BEGIN STUDY MATERIAL
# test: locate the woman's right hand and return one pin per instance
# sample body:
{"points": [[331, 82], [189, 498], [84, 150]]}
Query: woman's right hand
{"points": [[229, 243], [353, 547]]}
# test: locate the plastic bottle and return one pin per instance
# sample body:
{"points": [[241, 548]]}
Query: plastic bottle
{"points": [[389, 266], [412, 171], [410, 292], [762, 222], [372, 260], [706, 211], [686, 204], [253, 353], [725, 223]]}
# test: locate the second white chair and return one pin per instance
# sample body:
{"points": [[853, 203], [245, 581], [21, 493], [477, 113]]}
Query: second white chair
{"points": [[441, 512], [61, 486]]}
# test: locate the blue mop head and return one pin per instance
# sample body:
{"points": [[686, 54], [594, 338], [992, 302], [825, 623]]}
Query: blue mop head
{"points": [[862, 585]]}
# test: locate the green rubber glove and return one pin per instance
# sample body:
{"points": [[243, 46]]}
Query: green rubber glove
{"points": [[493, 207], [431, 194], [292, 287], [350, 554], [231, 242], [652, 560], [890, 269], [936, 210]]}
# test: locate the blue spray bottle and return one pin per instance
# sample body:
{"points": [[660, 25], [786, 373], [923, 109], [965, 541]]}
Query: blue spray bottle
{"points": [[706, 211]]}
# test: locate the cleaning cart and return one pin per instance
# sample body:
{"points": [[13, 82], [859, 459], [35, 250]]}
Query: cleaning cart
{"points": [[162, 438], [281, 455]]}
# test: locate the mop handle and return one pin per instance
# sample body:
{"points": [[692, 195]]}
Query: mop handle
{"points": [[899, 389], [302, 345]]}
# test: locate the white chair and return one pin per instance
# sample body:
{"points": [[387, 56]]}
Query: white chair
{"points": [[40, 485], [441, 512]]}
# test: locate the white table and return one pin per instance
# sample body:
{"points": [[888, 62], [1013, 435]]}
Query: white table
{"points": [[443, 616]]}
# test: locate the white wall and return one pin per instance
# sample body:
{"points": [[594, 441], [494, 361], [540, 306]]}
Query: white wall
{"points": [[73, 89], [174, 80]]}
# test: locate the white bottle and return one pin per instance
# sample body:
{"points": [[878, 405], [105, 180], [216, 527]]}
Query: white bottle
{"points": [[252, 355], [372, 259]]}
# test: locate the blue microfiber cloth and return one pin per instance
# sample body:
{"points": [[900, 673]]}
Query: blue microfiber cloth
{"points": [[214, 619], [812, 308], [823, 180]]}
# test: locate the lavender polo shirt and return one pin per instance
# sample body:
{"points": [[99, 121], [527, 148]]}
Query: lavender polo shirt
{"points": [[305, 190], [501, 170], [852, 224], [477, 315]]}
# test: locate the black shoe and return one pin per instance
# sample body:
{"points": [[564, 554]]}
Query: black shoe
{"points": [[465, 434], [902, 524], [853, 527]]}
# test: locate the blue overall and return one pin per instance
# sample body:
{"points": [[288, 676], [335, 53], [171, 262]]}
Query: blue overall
END STUDY MATERIAL
_ASSIGNED TASK_: Repeat the data precisely, reproducing every entry.

_COMPLETED TASK_:
# test: locate the woman's right hand and return one pin per instance
# sample body:
{"points": [[331, 82], [189, 498], [84, 150]]}
Query: woman's right hand
{"points": [[229, 243], [353, 547]]}
# test: locate the plastic bottle and return one pin per instance
# sample body:
{"points": [[241, 548]]}
Query: plastic bottle
{"points": [[389, 266], [412, 171], [410, 292], [762, 222], [372, 260], [706, 211], [686, 204], [253, 353], [725, 223]]}
# test: locate the second white chair and return one pin per instance
# sample body:
{"points": [[853, 203], [245, 581], [21, 493], [477, 113]]}
Query: second white chair
{"points": [[441, 512], [61, 486]]}
# test: locate the blue mop head and return one pin per instance
# sample body:
{"points": [[686, 54], [594, 338], [992, 302], [825, 623]]}
Query: blue mop head
{"points": [[862, 585]]}
# test: locate the green rubber glove and return one pin per instance
# sample body:
{"points": [[243, 46]]}
Query: green rubber glove
{"points": [[493, 207], [431, 194], [292, 287], [350, 554], [231, 242], [652, 560], [890, 269], [936, 210]]}
# test: locate the blue spray bottle and return one pin per instance
# sample body:
{"points": [[660, 25], [786, 373], [923, 109], [965, 541]]}
Query: blue spray bottle
{"points": [[706, 211]]}
# test: locate the cleaning cart and return one pin per instance
# sample body:
{"points": [[13, 82], [859, 459], [35, 250]]}
Query: cleaning cart
{"points": [[162, 438], [281, 455]]}
# test: locate the mop handle and return one pin per instance
# sample body:
{"points": [[692, 195]]}
Query: mop handle
{"points": [[899, 389], [302, 345]]}
# test: locate the white chair and return one pin per instance
# sample body:
{"points": [[387, 56]]}
Query: white chair
{"points": [[40, 485], [441, 512]]}
# test: locate the white table and return one pin per instance
# sample body:
{"points": [[888, 62], [1013, 435]]}
Query: white table
{"points": [[443, 616]]}
# test: locate the white wall and return one pin per instance
# sample body:
{"points": [[594, 441], [494, 361], [540, 306]]}
Query: white wall
{"points": [[73, 89], [174, 80]]}
# test: locate the white bottle and return one pin per instance
# sample body:
{"points": [[878, 405], [105, 180], [216, 527]]}
Query: white bottle
{"points": [[252, 355], [372, 259]]}
# test: locate the blue microfiber cloth and return one pin per instance
# sample body:
{"points": [[900, 673]]}
Query: blue microfiber cloth
{"points": [[214, 619], [812, 308], [823, 180]]}
# test: locate the lavender polo shirt and return one pin per instance
# sample body:
{"points": [[99, 121], [527, 148]]}
Query: lavender polo shirt
{"points": [[305, 190], [501, 170], [852, 224], [477, 315]]}
# test: locate the black shoe and return one pin per instance
# sample body:
{"points": [[564, 554]]}
Query: black shoe
{"points": [[465, 434], [902, 524], [853, 527]]}
# test: locate the blue overall and return one pin per instance
# sample body:
{"points": [[288, 676], [335, 53], [171, 262]]}
Query: blue overall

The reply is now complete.